**文档摘录:**
——————————

TPC-C使用tpmC值(Transactions per Minute)来衡量系统最大有效吞吐量(MQTh,Max Qualified Throughput),其中Transactions以NewOrder Transaction为准,即最终衡量单位为每分钟处理的新订单数。

二、TiDB 部署

2.1、官方部署建议

参考 TiDB 部署文档 部署 TiDB 集群。在 3 台服务器的条件下,建议每台机器部署 1 个 TiDB, 1 个 PD, 1 个 TiKV 实例。关于磁盘,以 32 张表、每张表 10M 行数据为例,建议 TiKV 的数据目录所在的磁盘空间大于 512 GB。

对于单个 TiDB 的并发连接数,建议控制在 500 以内,如需增加整个系统的并发压力,可以增加 TiDB 实例,具体增加的 TiDB 个数视测试压力而定。

对于写密集型测试,比如 Sysbench 的 oltp_update_index、oltp_update_non_index、oltp_write_only 或者 TPC-C 测试,建议增加 TiKV 实例数量,如每台机器 2 个 TiKV。

——————————

请照原文抄录上面这篇关于 TiDB 部署与 TPC-C 测试的摘录中，从“参考 TiDB 部署文档”到“实例数量,如每台机器 2 个 TiKV。”这一段。

(坐标标注数据)
——————————

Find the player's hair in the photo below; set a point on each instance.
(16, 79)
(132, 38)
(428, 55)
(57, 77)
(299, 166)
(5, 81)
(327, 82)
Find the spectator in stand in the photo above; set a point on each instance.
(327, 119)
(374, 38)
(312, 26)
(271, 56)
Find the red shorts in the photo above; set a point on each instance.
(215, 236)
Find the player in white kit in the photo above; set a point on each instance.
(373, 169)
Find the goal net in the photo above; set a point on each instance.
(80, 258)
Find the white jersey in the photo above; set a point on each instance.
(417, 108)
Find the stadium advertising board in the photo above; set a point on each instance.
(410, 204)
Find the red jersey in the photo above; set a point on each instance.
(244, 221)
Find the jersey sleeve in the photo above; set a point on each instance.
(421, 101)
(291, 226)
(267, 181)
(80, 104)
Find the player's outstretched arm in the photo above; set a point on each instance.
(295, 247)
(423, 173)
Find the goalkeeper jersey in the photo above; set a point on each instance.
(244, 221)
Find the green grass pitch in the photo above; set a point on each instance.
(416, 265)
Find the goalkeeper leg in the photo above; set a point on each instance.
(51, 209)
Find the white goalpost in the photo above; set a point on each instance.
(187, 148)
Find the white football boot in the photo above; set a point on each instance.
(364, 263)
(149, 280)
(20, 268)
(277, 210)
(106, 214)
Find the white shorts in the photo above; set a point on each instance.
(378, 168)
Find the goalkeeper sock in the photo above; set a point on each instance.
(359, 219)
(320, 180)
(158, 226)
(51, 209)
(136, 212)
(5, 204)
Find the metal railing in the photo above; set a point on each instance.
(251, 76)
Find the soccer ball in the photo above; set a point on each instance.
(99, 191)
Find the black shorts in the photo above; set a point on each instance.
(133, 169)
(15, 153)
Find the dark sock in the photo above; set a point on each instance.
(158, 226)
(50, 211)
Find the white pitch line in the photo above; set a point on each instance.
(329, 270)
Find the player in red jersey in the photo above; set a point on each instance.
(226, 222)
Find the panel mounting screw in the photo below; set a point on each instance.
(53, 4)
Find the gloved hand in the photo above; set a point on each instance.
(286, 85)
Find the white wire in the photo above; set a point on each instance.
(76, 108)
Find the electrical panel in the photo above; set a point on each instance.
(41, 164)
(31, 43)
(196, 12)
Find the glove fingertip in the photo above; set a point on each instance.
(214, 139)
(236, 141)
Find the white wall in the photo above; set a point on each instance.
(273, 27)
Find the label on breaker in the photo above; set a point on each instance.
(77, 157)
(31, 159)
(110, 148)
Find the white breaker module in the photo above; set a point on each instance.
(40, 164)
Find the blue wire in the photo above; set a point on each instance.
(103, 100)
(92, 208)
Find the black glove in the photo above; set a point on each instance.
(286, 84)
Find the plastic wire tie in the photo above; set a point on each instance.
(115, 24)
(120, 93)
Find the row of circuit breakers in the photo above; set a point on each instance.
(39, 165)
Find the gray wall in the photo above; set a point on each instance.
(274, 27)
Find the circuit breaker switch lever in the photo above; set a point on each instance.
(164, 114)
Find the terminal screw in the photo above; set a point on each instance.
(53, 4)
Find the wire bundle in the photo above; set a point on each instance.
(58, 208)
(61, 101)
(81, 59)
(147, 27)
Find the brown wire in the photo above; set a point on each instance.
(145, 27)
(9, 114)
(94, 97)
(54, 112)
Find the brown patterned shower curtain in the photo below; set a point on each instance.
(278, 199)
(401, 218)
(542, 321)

——————————

**任务输出:**
参考 TiDB 部署文档 部署 TiDB 集群。在 3 台服务器的条件下,建议每台机器部署 1 个 TiDB, 1 个 PD, 1 个 TiKV 实例。关于磁盘,以 32 张表、每张表 10M 行数据为例,建议 TiKV 的数据目录所在的磁盘空间大于 512 GB。

对于单个 TiDB 的并发连接数,建议控制在 500 以内,如需增加整个系统的并发压力,可以增加 TiDB 实例,具体增加的 TiDB 个数视测试压力而定。

对于写密集型测试,比如 Sysbench 的 oltp_update_index、oltp_update_non_index、oltp_write_only 或者 TPC-C 测试,建议增加 TiKV 实例数量,如每台机器 2 个 TiKV。